Exercise materials
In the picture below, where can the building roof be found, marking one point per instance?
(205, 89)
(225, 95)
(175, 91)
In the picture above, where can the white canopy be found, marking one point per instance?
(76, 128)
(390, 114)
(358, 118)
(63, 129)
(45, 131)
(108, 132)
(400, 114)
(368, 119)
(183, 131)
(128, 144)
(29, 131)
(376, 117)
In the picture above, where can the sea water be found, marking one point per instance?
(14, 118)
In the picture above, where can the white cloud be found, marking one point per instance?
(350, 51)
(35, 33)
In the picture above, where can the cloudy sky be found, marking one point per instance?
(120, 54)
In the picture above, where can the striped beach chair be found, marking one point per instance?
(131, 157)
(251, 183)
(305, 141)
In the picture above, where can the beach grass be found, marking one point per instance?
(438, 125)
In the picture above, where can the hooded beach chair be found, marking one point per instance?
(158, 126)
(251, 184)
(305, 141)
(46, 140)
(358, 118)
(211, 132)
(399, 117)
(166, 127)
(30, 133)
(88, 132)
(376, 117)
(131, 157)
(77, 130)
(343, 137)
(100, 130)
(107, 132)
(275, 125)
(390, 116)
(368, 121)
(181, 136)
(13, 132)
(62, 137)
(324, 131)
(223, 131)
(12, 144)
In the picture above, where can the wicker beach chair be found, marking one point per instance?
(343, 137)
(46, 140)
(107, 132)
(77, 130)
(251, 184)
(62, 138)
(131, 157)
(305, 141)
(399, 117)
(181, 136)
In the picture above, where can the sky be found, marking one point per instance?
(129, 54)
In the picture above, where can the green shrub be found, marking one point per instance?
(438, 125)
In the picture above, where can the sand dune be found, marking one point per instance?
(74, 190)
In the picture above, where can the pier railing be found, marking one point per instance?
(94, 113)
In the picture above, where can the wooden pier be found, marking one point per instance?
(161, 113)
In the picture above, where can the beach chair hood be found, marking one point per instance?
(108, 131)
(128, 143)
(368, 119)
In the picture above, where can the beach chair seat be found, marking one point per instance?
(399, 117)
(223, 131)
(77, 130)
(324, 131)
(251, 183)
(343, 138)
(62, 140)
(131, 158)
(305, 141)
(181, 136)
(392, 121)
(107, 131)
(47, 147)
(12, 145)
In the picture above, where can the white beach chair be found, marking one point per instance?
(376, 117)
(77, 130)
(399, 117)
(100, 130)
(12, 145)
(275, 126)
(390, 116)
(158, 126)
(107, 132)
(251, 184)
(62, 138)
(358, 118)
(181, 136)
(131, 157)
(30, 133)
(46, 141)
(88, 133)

Directions
Every entry above must be reproduced word for word.

Response box
In the picture below, where can the building roof be found, marking one point per instance?
(205, 89)
(225, 95)
(175, 91)
In the picture above, where can the white canopy be found, marking one point per instance?
(76, 128)
(390, 114)
(358, 118)
(63, 129)
(45, 131)
(108, 132)
(400, 114)
(368, 119)
(183, 131)
(128, 144)
(29, 131)
(376, 117)
In the picture above, where can the sea water be found, marking one point per instance?
(14, 118)
In the picture above, where can the white cloud be found, marking one point per instance?
(350, 51)
(35, 33)
In the picture above, where can the cloudy sky be found, marking one point per instance?
(120, 54)
In the picture above, where can the striped beach chair be found, marking one point per instance?
(131, 157)
(251, 183)
(305, 141)
In the picture above, where can the beach grass be found, marking one point per instance?
(438, 125)
In the picture above, where can the hooded beach chair be found, marking one point per instance?
(158, 126)
(251, 184)
(305, 141)
(46, 140)
(358, 118)
(211, 132)
(399, 117)
(166, 127)
(30, 133)
(88, 132)
(376, 117)
(131, 157)
(77, 130)
(343, 137)
(100, 130)
(107, 132)
(275, 125)
(390, 116)
(368, 121)
(181, 136)
(13, 132)
(62, 137)
(324, 131)
(223, 131)
(12, 144)
In the picture above, where can the wicker beach chair be found, marking one point per instance?
(343, 137)
(46, 140)
(107, 132)
(77, 130)
(251, 184)
(62, 138)
(131, 157)
(305, 141)
(399, 117)
(181, 136)
In the picture above, where can the sky be found, marking one point per instance?
(129, 54)
In the picture above, where can the green shrub be found, marking one point per instance?
(438, 125)
In the picture above, where can the sand dune be found, marking one point per instance?
(74, 190)
In the picture above, where can the pier railing be found, marking one point per instance?
(94, 113)
In the picture above, where can the wooden pier be found, marking one point per instance?
(161, 113)
In the picture above, where can the beach chair hood be found, marking one point per instance?
(108, 131)
(128, 143)
(368, 119)
In the picture above, where can the beach chair seat be found, marking one point per instance?
(399, 117)
(223, 131)
(77, 130)
(324, 131)
(251, 183)
(343, 138)
(62, 140)
(131, 158)
(305, 141)
(181, 136)
(392, 121)
(107, 131)
(47, 147)
(12, 145)
In the picture above, where can the white beach chair be found, marking one point per instance?
(376, 117)
(77, 130)
(399, 117)
(100, 130)
(12, 145)
(275, 126)
(390, 116)
(158, 126)
(107, 132)
(251, 184)
(62, 138)
(358, 118)
(181, 136)
(131, 157)
(30, 133)
(46, 141)
(88, 133)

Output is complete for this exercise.